» **Materials provided**
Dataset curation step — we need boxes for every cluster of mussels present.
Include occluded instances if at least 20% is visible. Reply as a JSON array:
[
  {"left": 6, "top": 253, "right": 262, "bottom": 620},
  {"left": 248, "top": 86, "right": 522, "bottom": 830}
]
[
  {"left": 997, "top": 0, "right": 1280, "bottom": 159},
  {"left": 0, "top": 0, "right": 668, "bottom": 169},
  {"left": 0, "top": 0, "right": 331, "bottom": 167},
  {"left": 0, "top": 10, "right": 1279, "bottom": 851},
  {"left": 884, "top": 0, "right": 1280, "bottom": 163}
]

» **Your assignment**
Retype the listing in full, keeping every word as it appears.

» **Task answer**
Dataset curation step — we need boxes for every cluster of mussels present.
Include occluded instances if at least 20% is visible. Reply as a JSON array:
[
  {"left": 6, "top": 253, "right": 262, "bottom": 620},
  {"left": 248, "top": 86, "right": 522, "bottom": 830}
]
[
  {"left": 997, "top": 0, "right": 1280, "bottom": 159},
  {"left": 0, "top": 0, "right": 668, "bottom": 169},
  {"left": 0, "top": 0, "right": 331, "bottom": 167},
  {"left": 0, "top": 10, "right": 1279, "bottom": 851},
  {"left": 884, "top": 0, "right": 1280, "bottom": 163}
]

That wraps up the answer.